> Prompt 1
According to the plumbing tips thread, what does dhal22 say a plumber should know before pricing a job?
> Prompt 2
Count the lines of the rows below that contain the string "green", with case counting, and give only the number.

+++ Supplied text

# Plumbing Professional Tip of the Day!



## Admin (Jan 4, 2010)

What tips have you learned in your experience as a plumbing professional that you wish you knew earlier? What simple things do you do that save you time, effort, money, or just makes life easier for you? Let's learn from each other and share our tips! 

To keep this thread going come back daily to share a tip and read the latest posts.


----------



## nhmaster3015 (Aug 5, 2008)

Don't bite your fingernails.


----------



## tim666 (Mar 11, 2014)

I wash my hands before I pee


----------



## gear junkie (Jun 20, 2008)

Knowledge isn't free.....charge accordingly.


----------



## dhal22 (Jul 30, 2010)

Know your costs before you price a job. No guessing!

David


----------



## dhal22 (Jul 30, 2010)

I should have bought my camera years ago. Same as my Mongoose jetter.

David


----------



## plbgbiz (Aug 27, 2010)

Spend more time learning the business before I started a business.


----------



## AKdaplumba (Jan 12, 2010)

Would of joined PZ when I was a second year not a borderline journeyman. So much solid info and great people around here.


----------



## Master Mark (Aug 14, 2009)

work out of a box truck with a tommy gate on the back of it:thumbsup:

 it will lenghten your life , make your back feel better , and fatten your wallet... 
and shorten your work hours


----------



## Pacificpipes (Oct 1, 2013)

++++++
+++ Given data

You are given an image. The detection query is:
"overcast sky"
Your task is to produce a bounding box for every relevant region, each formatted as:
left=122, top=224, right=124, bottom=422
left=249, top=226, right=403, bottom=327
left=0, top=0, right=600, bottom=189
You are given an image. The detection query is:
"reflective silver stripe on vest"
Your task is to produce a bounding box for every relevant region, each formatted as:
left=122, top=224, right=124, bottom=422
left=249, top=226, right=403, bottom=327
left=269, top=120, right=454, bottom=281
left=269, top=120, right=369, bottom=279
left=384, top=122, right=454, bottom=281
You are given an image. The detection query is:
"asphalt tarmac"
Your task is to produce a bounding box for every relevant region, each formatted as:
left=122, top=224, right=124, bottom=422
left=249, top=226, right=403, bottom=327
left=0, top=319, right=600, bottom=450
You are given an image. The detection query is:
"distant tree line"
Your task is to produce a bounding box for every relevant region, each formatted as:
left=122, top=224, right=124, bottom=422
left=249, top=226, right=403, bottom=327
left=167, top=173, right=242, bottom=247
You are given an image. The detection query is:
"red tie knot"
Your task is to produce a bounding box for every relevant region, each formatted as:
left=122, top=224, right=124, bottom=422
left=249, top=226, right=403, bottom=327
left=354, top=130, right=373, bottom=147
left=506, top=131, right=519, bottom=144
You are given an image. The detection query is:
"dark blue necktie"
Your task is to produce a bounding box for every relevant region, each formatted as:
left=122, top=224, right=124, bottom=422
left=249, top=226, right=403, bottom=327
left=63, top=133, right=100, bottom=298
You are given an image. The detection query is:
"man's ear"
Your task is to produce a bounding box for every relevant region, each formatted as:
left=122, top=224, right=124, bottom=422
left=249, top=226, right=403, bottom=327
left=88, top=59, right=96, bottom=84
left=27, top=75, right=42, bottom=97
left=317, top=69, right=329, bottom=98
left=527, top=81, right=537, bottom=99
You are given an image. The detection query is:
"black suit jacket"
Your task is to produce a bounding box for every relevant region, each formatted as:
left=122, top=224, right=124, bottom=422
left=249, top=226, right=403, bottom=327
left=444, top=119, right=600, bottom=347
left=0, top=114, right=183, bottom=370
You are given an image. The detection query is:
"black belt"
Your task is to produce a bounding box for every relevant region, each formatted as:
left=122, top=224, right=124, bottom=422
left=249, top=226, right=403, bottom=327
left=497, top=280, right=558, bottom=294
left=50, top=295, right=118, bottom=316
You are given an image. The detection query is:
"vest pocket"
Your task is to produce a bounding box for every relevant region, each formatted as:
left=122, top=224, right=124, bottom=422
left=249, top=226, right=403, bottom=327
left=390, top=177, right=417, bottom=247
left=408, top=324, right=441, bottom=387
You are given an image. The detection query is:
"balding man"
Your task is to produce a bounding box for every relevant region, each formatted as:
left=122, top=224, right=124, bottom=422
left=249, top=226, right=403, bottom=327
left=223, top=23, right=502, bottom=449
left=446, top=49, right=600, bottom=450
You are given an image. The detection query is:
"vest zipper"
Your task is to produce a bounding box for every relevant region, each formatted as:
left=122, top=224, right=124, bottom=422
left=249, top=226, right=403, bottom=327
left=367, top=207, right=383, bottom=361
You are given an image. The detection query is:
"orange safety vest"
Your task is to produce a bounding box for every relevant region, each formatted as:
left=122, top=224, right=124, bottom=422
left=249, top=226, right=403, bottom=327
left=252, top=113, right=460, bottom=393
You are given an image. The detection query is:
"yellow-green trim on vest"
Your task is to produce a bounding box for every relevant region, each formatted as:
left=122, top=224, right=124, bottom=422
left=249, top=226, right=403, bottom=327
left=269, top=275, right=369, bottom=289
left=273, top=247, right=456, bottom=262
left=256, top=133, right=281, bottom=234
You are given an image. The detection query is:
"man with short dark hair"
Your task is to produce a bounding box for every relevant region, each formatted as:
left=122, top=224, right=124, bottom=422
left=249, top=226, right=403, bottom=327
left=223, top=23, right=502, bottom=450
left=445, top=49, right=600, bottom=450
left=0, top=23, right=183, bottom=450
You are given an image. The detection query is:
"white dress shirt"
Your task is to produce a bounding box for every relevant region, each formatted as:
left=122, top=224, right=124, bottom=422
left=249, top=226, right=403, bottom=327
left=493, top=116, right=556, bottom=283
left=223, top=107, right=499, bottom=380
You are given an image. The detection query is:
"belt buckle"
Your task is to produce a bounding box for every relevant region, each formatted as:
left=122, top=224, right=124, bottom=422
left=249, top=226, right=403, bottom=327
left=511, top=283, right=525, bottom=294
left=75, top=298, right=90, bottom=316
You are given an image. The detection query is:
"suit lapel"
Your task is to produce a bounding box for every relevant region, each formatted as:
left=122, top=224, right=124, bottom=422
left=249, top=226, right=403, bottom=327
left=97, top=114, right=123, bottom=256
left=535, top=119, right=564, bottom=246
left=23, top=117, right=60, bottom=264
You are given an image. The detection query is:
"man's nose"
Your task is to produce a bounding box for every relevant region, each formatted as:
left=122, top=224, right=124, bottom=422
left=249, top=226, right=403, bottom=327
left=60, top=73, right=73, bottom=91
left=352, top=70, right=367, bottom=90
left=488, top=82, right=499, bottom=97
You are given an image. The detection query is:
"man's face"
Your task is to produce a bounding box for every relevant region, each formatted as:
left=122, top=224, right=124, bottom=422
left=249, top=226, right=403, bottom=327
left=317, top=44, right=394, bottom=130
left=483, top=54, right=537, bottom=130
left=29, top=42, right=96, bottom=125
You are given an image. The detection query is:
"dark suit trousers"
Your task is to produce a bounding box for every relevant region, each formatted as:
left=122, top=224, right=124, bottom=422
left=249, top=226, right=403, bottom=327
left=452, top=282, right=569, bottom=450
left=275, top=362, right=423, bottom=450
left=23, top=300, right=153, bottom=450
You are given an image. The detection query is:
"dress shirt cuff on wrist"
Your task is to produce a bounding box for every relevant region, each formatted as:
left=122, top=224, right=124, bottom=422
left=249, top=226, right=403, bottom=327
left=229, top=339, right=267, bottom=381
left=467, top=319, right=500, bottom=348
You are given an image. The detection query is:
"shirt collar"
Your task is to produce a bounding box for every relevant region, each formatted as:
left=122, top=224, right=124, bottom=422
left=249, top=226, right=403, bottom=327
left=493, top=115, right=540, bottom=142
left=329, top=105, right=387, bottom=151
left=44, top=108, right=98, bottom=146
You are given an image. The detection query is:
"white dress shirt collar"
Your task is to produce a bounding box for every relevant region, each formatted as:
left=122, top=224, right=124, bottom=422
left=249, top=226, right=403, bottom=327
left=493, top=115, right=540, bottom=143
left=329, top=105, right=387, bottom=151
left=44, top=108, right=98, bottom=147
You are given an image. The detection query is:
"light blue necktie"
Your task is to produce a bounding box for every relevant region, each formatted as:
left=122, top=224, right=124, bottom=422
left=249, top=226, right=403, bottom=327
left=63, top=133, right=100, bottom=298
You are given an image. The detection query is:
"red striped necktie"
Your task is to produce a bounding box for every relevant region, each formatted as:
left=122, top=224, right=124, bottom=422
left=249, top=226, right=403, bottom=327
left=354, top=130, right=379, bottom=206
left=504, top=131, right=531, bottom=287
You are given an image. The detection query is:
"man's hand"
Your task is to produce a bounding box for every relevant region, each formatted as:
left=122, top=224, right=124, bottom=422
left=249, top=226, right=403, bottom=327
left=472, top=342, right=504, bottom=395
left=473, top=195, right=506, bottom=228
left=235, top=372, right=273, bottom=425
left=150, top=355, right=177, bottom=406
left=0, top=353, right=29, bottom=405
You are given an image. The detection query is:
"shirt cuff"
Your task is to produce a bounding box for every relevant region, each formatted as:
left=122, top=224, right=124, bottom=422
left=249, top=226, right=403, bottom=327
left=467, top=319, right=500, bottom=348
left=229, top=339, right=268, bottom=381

++++++
+++ Given data

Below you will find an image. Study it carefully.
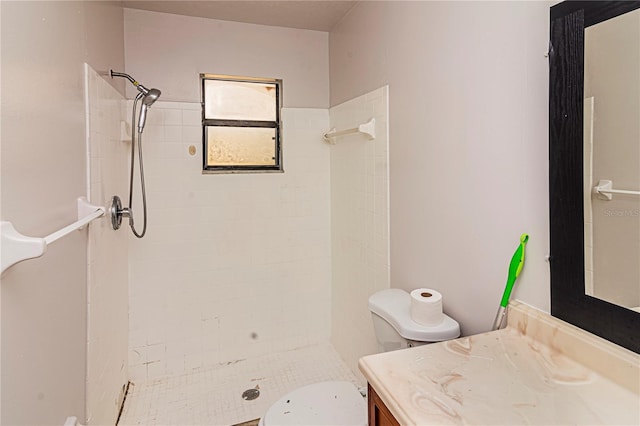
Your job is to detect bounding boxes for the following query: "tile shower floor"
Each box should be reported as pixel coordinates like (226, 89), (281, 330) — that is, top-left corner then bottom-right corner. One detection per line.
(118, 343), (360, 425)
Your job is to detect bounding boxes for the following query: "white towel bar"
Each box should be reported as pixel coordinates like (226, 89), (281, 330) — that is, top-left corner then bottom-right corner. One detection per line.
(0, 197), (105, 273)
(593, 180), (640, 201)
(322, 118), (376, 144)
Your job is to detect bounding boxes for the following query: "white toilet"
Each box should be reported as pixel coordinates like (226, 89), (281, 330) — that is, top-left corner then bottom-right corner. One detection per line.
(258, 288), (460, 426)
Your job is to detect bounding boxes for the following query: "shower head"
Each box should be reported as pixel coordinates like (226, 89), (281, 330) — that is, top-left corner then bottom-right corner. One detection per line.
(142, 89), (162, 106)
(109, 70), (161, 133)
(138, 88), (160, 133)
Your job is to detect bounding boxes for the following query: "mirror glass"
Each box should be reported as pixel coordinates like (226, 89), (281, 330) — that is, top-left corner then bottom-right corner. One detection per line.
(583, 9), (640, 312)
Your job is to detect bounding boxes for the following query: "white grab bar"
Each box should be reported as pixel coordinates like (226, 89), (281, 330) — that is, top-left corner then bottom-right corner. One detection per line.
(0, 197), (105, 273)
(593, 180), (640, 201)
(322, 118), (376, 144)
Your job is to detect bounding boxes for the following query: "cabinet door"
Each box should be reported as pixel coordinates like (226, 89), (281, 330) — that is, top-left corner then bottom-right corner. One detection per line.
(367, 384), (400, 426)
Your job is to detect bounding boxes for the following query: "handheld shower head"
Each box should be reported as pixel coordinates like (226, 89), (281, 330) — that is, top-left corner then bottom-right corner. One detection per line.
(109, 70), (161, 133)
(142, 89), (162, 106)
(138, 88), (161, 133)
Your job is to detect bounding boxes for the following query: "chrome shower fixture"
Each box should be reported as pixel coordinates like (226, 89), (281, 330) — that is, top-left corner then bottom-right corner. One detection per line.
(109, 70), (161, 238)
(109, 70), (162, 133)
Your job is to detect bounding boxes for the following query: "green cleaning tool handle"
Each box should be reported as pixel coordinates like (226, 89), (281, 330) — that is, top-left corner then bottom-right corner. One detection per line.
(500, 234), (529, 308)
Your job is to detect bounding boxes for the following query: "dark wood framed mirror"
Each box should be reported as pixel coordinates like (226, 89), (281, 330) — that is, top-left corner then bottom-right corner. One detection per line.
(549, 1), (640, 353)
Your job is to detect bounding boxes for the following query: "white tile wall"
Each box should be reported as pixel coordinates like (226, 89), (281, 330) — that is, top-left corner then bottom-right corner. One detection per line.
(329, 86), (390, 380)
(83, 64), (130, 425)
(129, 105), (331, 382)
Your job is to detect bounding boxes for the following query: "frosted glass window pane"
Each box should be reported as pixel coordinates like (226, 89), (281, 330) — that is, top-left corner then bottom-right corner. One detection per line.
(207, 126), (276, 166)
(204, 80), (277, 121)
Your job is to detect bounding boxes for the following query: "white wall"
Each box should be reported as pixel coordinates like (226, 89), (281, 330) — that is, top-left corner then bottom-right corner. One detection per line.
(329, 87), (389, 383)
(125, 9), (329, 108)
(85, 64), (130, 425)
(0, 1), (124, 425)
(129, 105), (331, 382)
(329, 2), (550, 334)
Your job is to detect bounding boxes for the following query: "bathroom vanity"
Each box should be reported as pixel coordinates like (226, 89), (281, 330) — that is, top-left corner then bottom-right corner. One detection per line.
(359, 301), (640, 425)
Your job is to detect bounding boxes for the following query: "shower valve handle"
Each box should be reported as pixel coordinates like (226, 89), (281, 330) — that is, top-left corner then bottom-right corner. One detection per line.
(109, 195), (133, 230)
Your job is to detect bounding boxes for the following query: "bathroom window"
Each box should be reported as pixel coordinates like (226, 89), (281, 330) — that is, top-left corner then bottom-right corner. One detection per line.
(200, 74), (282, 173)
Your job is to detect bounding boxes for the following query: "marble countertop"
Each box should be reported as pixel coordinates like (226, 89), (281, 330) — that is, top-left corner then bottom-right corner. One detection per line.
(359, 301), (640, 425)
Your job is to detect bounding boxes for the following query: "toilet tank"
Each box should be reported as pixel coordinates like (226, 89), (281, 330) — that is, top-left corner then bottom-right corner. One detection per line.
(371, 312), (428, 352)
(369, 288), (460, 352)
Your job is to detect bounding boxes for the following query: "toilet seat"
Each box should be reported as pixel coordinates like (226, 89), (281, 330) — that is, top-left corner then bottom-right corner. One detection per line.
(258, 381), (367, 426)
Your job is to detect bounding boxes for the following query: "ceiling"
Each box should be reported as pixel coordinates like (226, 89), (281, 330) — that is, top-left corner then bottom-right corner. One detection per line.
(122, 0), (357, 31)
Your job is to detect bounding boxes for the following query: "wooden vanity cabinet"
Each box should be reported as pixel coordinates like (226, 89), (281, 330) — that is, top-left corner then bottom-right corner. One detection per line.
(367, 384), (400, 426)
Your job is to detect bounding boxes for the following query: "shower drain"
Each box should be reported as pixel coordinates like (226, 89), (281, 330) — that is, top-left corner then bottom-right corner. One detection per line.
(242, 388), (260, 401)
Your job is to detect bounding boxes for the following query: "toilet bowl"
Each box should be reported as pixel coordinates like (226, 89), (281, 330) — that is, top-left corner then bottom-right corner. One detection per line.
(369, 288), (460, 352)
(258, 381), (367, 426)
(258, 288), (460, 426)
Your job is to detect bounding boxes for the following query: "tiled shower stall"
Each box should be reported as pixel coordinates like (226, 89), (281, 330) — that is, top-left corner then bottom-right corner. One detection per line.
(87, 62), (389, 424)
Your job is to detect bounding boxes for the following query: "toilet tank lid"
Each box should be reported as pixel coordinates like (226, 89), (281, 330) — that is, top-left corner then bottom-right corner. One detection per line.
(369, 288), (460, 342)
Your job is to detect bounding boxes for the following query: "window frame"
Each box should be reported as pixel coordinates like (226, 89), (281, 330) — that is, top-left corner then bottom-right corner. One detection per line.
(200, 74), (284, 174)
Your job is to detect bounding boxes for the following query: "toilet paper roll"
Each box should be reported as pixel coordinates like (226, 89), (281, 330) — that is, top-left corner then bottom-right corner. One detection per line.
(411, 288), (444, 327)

++++++
+++ Given data

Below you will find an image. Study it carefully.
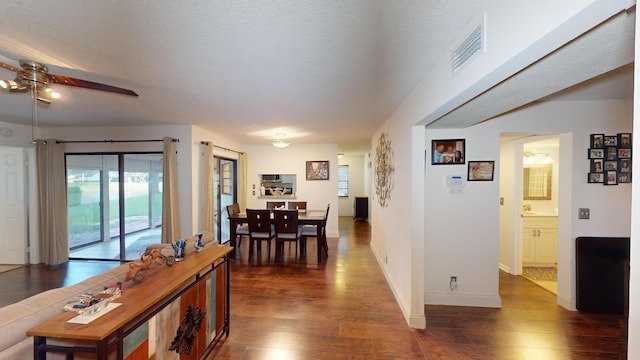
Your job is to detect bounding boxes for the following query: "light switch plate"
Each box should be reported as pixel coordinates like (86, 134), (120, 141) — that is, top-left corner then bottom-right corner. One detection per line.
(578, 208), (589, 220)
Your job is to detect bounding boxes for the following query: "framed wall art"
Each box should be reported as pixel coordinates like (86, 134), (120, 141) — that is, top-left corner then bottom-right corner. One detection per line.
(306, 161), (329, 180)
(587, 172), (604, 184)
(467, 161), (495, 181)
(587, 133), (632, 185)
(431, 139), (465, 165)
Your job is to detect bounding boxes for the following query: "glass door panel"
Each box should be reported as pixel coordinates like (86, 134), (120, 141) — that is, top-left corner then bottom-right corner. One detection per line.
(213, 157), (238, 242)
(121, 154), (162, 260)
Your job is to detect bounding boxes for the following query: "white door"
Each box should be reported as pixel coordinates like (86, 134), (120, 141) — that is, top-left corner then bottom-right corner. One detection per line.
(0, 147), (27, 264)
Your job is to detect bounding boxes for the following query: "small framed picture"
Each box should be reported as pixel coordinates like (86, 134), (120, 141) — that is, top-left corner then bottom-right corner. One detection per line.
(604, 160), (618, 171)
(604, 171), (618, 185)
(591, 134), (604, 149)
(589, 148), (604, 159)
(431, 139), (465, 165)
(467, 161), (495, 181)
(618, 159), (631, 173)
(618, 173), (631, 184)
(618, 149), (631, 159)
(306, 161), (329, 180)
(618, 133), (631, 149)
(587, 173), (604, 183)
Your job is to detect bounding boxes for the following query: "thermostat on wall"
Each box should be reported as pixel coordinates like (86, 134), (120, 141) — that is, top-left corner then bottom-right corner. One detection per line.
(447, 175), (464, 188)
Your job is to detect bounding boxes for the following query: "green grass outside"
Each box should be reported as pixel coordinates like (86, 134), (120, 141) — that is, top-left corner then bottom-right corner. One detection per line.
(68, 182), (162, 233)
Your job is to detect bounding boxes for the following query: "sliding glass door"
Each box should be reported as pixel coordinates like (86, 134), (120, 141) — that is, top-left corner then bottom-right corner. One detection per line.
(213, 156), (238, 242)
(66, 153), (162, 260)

++++++

> Final result 1
Their costs.

> Final result 2
3